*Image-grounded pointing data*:
----------------

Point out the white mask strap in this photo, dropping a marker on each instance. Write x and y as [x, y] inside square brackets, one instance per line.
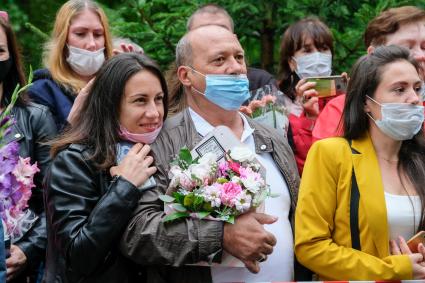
[373, 100]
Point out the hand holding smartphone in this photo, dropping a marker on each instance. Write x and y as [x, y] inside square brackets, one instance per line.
[413, 242]
[122, 149]
[329, 86]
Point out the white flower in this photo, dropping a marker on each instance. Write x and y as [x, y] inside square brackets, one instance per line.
[243, 202]
[208, 159]
[242, 154]
[175, 171]
[212, 195]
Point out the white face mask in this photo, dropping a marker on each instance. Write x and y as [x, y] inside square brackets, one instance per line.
[84, 62]
[316, 64]
[400, 121]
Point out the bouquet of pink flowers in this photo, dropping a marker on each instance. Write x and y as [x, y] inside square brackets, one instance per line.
[16, 178]
[203, 187]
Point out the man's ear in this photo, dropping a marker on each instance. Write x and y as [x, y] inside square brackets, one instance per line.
[370, 49]
[182, 74]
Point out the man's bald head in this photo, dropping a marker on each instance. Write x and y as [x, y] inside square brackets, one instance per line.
[196, 39]
[210, 14]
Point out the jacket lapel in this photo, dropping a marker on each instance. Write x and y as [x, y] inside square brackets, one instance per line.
[372, 199]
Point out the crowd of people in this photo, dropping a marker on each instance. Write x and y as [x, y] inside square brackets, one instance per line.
[348, 174]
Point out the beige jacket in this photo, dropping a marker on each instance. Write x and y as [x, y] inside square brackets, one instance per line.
[165, 248]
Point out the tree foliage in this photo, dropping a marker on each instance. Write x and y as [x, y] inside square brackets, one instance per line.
[157, 25]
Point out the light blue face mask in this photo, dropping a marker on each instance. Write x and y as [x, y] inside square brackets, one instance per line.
[226, 91]
[400, 121]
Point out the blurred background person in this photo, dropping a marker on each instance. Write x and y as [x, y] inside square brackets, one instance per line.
[34, 125]
[363, 191]
[403, 26]
[89, 197]
[80, 42]
[306, 51]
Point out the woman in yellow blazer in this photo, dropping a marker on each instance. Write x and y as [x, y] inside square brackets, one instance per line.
[342, 225]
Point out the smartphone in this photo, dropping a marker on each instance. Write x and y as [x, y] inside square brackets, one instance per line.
[416, 240]
[330, 85]
[122, 149]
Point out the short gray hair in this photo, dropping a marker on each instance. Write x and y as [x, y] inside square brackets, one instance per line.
[184, 51]
[209, 9]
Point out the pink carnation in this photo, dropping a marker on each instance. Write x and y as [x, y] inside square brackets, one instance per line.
[246, 109]
[222, 168]
[24, 171]
[229, 192]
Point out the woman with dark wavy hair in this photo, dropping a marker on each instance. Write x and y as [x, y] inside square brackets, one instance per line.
[94, 185]
[363, 195]
[33, 126]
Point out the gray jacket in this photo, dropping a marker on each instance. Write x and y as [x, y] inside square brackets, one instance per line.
[165, 248]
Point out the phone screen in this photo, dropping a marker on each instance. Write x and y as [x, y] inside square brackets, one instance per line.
[329, 86]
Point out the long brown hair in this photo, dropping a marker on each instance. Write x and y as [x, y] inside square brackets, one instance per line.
[55, 51]
[97, 124]
[292, 41]
[365, 77]
[389, 21]
[16, 73]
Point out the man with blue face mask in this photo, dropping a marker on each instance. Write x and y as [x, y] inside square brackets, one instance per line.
[212, 69]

----------------

From the line that contains "Point out the phone" down to the last line above, print each line exactly as it appears.

*Response*:
Point out the phone screen in this photo, dropping a marker on each instance. Write x and y as [x, y] inside square brackets, one instance per line.
[329, 86]
Point out the long brown hair in this photo, dropping a marker on each instance. Write x and y as [x, y] inside square brackets, one instance per line.
[55, 51]
[97, 124]
[292, 41]
[365, 77]
[389, 21]
[16, 73]
Point out the man with blue face mask in this photo, dropping a marker on each instance. Write x and y as [x, y] inside square brackets, one instance per line.
[212, 69]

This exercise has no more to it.